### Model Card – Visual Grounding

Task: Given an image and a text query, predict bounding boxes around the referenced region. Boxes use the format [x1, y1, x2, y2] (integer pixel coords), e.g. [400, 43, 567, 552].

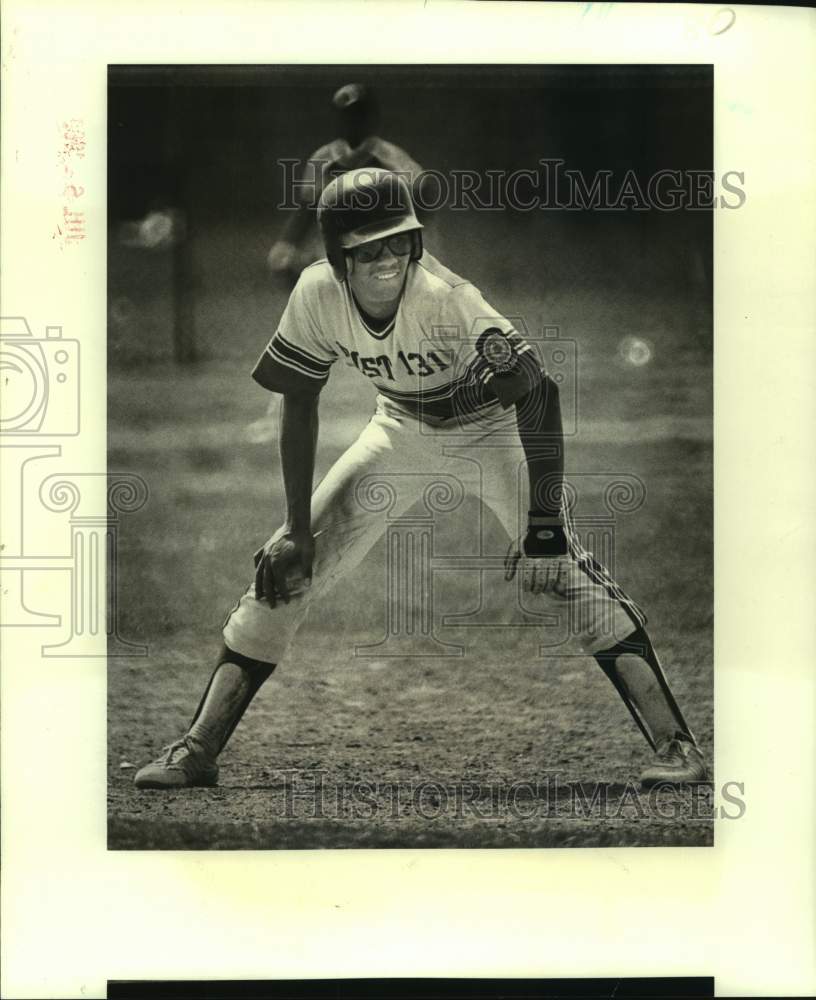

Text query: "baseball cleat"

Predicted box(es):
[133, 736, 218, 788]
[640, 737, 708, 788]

=======

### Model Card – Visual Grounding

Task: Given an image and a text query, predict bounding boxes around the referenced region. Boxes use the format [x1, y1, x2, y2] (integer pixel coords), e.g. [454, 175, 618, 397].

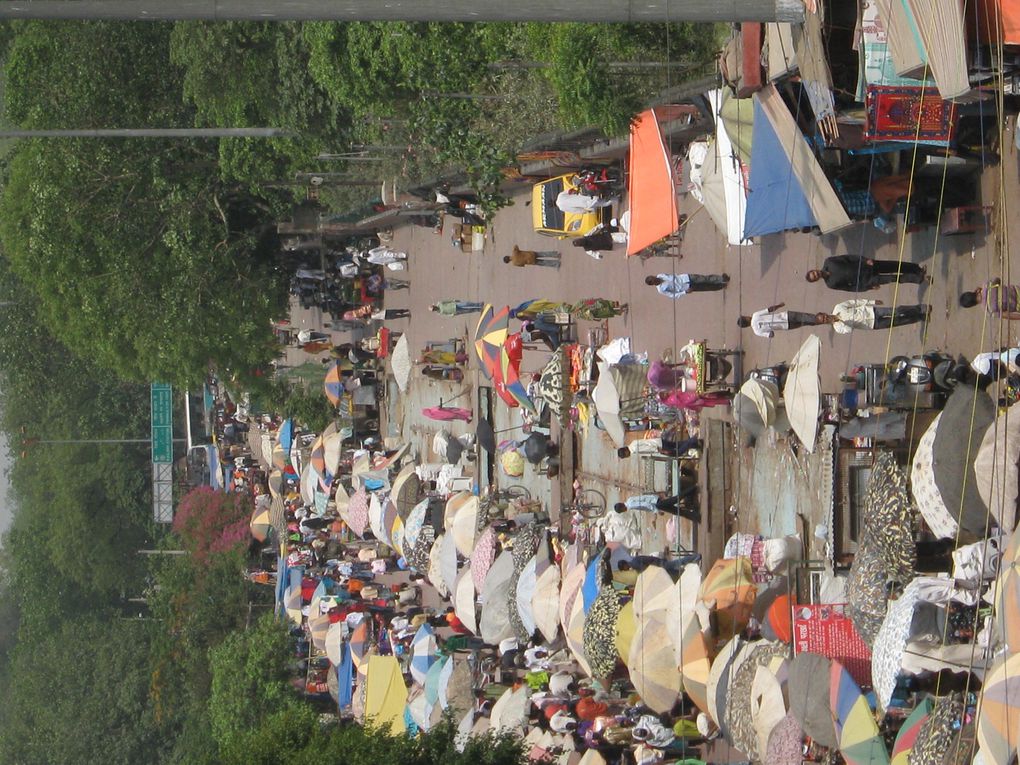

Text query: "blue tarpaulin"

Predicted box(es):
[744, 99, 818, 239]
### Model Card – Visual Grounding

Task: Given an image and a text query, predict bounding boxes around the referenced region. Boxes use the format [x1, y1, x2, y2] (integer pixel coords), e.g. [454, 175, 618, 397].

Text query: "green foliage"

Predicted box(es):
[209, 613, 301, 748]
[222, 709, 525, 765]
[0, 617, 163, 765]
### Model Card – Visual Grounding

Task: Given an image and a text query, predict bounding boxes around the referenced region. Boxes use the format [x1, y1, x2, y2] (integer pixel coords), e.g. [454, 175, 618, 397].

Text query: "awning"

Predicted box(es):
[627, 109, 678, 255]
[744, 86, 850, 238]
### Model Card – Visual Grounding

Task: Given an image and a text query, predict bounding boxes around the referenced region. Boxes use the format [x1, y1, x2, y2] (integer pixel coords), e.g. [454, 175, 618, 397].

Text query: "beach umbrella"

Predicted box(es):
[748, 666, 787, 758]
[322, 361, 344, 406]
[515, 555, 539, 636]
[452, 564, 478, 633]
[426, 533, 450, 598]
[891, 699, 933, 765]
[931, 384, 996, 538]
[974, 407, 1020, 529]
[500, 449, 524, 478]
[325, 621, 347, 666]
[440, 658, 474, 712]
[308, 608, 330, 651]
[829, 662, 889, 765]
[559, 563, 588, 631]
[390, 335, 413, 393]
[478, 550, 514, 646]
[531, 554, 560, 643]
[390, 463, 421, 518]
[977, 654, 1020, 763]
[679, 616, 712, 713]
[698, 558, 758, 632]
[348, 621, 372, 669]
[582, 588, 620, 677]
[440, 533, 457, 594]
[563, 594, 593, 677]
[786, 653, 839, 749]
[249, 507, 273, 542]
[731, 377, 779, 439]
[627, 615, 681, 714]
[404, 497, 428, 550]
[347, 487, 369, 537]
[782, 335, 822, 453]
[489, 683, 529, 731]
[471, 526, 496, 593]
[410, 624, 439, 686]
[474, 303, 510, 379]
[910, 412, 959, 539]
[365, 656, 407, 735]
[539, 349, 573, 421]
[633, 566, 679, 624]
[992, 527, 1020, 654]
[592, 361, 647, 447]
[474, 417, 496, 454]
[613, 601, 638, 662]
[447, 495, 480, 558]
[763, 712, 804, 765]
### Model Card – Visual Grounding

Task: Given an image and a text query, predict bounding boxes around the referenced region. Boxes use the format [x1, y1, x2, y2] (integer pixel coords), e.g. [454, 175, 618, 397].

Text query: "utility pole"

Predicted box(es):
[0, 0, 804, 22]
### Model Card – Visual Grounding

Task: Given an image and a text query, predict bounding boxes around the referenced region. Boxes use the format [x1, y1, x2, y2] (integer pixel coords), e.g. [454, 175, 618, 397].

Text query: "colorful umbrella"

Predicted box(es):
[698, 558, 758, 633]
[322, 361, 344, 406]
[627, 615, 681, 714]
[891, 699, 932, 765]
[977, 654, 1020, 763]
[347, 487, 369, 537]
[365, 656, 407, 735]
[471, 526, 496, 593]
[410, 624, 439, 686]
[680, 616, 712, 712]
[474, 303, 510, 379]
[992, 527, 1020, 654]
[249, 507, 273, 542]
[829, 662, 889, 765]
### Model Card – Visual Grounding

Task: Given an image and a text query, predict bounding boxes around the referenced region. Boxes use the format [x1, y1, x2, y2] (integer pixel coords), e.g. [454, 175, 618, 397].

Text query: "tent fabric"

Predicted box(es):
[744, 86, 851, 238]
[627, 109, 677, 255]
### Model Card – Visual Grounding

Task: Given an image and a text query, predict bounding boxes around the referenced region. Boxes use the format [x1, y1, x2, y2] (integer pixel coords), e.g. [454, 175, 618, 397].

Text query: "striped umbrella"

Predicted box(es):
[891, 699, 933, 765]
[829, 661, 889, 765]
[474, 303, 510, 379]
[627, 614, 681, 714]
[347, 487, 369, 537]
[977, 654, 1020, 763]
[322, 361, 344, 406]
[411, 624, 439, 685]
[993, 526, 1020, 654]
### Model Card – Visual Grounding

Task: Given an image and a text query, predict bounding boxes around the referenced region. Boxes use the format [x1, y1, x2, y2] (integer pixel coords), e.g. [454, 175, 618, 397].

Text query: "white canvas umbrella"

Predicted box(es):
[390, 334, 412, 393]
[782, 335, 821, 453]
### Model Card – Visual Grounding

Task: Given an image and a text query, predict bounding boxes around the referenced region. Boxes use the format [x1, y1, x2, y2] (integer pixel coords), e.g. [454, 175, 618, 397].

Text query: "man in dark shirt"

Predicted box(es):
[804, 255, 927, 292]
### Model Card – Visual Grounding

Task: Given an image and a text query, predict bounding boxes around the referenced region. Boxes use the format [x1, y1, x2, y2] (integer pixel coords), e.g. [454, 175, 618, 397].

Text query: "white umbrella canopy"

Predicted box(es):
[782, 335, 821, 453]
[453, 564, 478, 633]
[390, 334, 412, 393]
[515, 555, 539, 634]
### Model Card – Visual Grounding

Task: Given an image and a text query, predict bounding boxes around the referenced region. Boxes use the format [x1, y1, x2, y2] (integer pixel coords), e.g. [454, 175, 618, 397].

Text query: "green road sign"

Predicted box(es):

=======

* [WHAT YOU SHOULD DO] Please find every line in the records that contains the string "white" and copy each one out; case counts.

* [RESPONSE TO THE TASK]
Text query: "white canvas umbrella"
Text query: "white umbrella canopy"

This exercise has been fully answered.